▶ _Passage for review_
Vision and Brain
How We Perceive The World
In this accessible and engaging introduction to modern vision science, Jim Stone uses visual illusions to explore how the brain sees the world. Understanding vision, Stone argues, is not simply a question of knowing which neurons respond to particular visual features, but also requires a computational theory of vision. Stone draws together results from David Marr's computational framework, Barlow's efficient coding hypothesis, Bayesian inference, Shannon's information theory, and signal processing to construct a coherent account of vision that explains not only how the brain is fooled by particular visual illusions, but also why any biological or computer vision system should be fooled by these illusions.

Image point grounding data:
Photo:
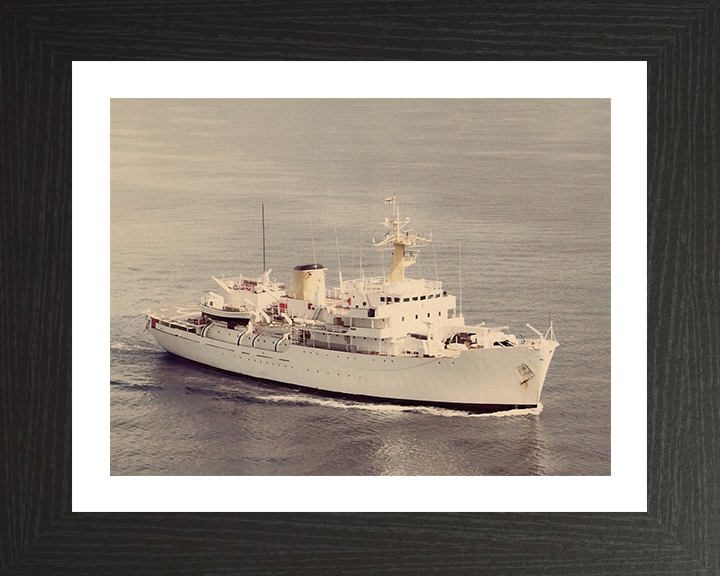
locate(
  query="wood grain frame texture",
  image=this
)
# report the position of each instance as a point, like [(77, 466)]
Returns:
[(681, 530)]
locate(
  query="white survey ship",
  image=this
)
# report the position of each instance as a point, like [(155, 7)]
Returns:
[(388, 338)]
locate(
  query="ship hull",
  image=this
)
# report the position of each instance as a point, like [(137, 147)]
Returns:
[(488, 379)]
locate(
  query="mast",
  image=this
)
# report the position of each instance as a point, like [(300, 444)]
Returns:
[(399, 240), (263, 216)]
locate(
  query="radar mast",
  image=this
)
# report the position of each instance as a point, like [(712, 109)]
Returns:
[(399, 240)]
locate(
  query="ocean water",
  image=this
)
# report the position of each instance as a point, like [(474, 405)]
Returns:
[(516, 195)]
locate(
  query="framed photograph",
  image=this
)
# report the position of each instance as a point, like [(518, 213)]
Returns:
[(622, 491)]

▶ _Complete the following_
1) List every framework, hypothesis, or theory that the Vision and Brain description says Stone draws together to build his account of vision.
2) According to the Vision and Brain description, what does Stone use to explore how the brain sees the world?
3) Write the next part of the Vision and Brain book description, picking up after its final sentence.

▶ _Expected responses_
1)
David Marr's computational framework
Barlow's efficient coding hypothesis
Bayesian inference
Shannon's information theory
Signal processing

2) Visual illusions.

3)
This short text includes chapters on the eye and its evolution, how and why visual neurons from different species encode the retinal image in the same way, how information theory explains color aftereffects, how different visual cues provide depth information, how the imperfect visual information received by the eye and brain can be rescued by Bayesian inference, how different brain regions process visual information, and the bizarre perceptual consequences that result from damage to these brain regions. The tutorial style emphasizes key conceptual insights, rather than mathematical details, making the book accessible to the the nonscientist, and suitable for undergraduate or postgraduate study.
James V. Stone is a Reader in the Psychology Department of the University of Sheffield. He is coauthor (with John P. Frisby) of the widely used text Seeing: The Computational Approach to Biological Vision (second edition, MIT Press, 2010), and author of Independent Component Analysis: A Tutorial Introduction (MIT Press, 2004), and Bayes' Rule (2012).